(GIVEN REQUEST A):
In the records, render as a numbered list the lines starting with the line that contains "of the wrinkled" and going on through the line that contains "[(441, 324)]", leaving out any blank lines.

(PASSAGE SHOWN):
Six months later, I was in the back of an unlicensed mini cab driving from Almaty to the Kyrgyz border. Ben had the beginnings of bronchitis. I thought we were going to die.

We’d arrived in Kazakhstan after a nine-hour flight with a layover in Astana, the country’s recently created capital.

Astana had been briefly terrifying. Immigration felt like a throwback to the Cold War, and the city’s skyline, built by architects such as Norman Foster and Zaha Hadid, looked like something out of The Hunger Games.

Now we were in Almaty. Unfresh off the plane, hurtling along a semi-made road in the back of a God-Knows-What-Car, with two chain-smoking-chaps upfront aggressively conversing in a language we didn’t understand.

We’d come to escape our humdrum lives in late-capitalist London. For two weeks we’d travel through Central Asia, making our way through the most remote places still left on Earth. We’d trek on horseback through the Kyrgyz mountains, stay in yurts, and drink unfermented goats’ milk. We’d see the stars, and reconnect with a more elemental, authentic human existence.

That was the plan.

Our first stop on the itinerary was Bishkek, Kyrgyzstan’s capital. Rather than book a direct flight from London, we’d decided to travel to Astana, then Almaty, then charter a cab for the four-hour journey to the Kazakh-Kyrgyz border, and, then finally, on the other side of the border, pick up another cab from the border into Bishkek.

At the airport, we were met by our friendly driver who had arrived in order to harass us for our business. Accosted, and without any back-up plan, we agreed on a fee of 10,000 Tenge for the journey to the border – roughly £20.

This is how business is done out here. Although you can use Uber in the centre of Almaty, outside of the main town you’re forced to rely on marshrutkas, cramped minibuses that take forever, or unlicensed taxis manned by characters of questionable probity. Against my better judgment, throughout the trip, we opt for the latter.

On the road to the Kyrgyz border at Korday, the view is spectacular. Once you leave the satellite towns and petrol stations at Almaty, you are in steppe-land, where barren, golden wastelands stretch out interminably. Occasionally there are young boys riding horses, silhouetted in the sun; and in the near distance, the foothills of the Tian Shan mountains.

The border at Korday is at the end of a neglected piece of road crossing the river Chu, which acts as the dividing line between Kazakhstan and Kyrgyzstan. A large, light-blue arch emblazoned with Kazakhstan in Cyrillic marks the crossing.

The driver points at the arch, “Granitsa”. Border.

We get the picture and step out of the car. There are a few kiosks selling bottled water and Cokes.

(ROWS):

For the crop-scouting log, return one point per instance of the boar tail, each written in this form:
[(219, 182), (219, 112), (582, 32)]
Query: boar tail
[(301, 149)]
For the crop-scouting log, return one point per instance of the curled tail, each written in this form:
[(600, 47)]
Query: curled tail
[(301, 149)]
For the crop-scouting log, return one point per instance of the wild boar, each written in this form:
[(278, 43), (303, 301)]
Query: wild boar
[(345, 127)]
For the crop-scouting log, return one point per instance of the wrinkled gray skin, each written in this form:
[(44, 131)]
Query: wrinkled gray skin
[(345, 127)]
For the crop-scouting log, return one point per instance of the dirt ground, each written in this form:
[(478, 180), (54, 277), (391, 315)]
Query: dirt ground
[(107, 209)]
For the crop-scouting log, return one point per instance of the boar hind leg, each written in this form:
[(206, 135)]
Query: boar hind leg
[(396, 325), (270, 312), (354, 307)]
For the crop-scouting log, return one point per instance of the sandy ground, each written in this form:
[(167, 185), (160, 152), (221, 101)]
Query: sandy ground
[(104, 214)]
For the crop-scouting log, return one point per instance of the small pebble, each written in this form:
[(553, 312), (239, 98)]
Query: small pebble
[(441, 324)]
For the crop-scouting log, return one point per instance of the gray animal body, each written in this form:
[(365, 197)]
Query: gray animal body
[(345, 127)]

* * *

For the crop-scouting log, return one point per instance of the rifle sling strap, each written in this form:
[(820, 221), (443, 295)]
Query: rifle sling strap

(GIVEN REQUEST B):
Answer these questions from the passage about travel in Central Asia:
(i) How long was the flight that brought the travelers to Kazakhstan?
(ii) What fee was agreed for the cab journey to the border?
(iii) Which river divides Kazakhstan and Kyrgyzstan at the Korday crossing?

(COMPLETE ANSWER A):
1. For the crop-scouting log, return one point per instance of the wrinkled gray skin, each written in this form:
2. [(44, 131)]
3. Query: wrinkled gray skin
4. [(345, 127)]
5. For the crop-scouting log, return one point per instance of the dirt ground, each written in this form:
6. [(478, 180), (54, 277), (391, 315)]
7. Query: dirt ground
8. [(107, 209)]
9. For the crop-scouting log, return one point per instance of the boar hind leg, each written in this form:
10. [(206, 135)]
11. Query: boar hind leg
12. [(396, 325), (270, 312), (354, 307)]
13. For the crop-scouting log, return one point per instance of the sandy ground, each written in this form:
14. [(167, 185), (160, 152), (221, 101)]
15. Query: sandy ground
16. [(104, 214)]
17. For the crop-scouting log, return one point per instance of the small pebble, each written in this form:
18. [(553, 312), (239, 98)]
19. Query: small pebble
20. [(441, 324)]

(COMPLETE ANSWER B):
(i) Nine hours, with a layover in Astana.
(ii) 10,000 Tenge, roughly £20.
(iii) The river Chu.